Problem description
Reproduce verbatim the passage of the film review of The Imposter that runs from "After receiving the" up to and including "the far-fetched tale.".
— START Selected passage —
Review: The Imposter

All is not quite what it seems in The Imposter. The 2012 Miami Film Festival winner is a docudrama that'll keep you guessing, with more twists and turns than Queens Drive. Vinny Lawrenson-Woods is impressed.

Director Bart Layton’s first time feature documentary The Imposter is the implausible yet true story of a modern day tartuffe Frederic Bourdin, a compulsive liar and persuasive conman.

The 2012 Miami Film Festival Grand Jury Prize winner is full of intrigue and drama beginning with the disappearance of 13 year old Nicholas Barclay from San Antonia, Texas in 1994. Three years later his family receive a phone call from Linares, Spain with the news that Nicholas has been found.

Part talking heads, part re-enactment, the docudrama re-tells the genuine account of family loss, deception and conspiracy comparable to the best Shakespearean tragedies and introduces us to a real life cast to match the bard’s own imaginings.

After receiving the unexpected news, Nicholas’s sister Carey Gibson (played in part by Anna Ruben) left the USA for the first time and headed to Spain to verify the improbable reports. Alongside Gibson’s story, French national Bourdin recounts his take on the far-fetched tale.

The person she believed to be her brother was puzzlingly different than the one she knew three years earlier. Not only was his appearance different but he’d also acquired a French accent.

With Adam O’Brian taking on the role, we watch Bourdin’s own surprise at what happened next. Along with the US Embassy and the FBI, Gibson inexplicably accepted the stranger as her brother, for which he received an American passport and a flight to the USA.
— END Selected passage —
— START Information provided —
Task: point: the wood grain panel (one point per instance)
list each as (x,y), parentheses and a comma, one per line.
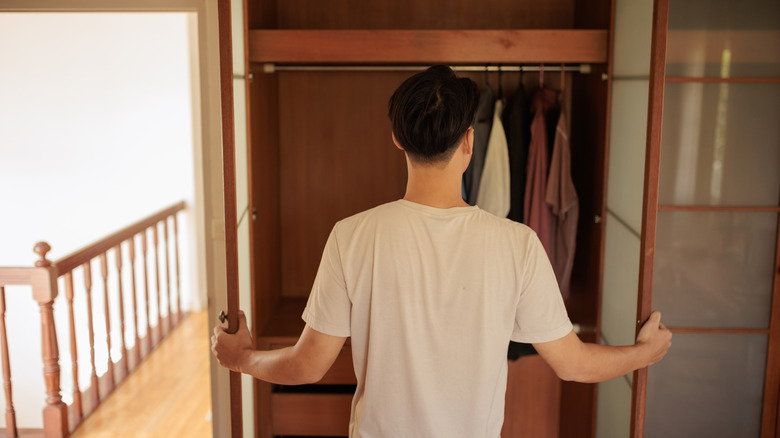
— END Information provided —
Correct response
After receiving the unexpected news, Nicholas’s sister Carey Gibson (played in part by Anna Ruben) left the USA for the first time and headed to Spain to verify the improbable reports. Alongside Gibson’s story, French national Bourdin recounts his take on the far-fetched tale.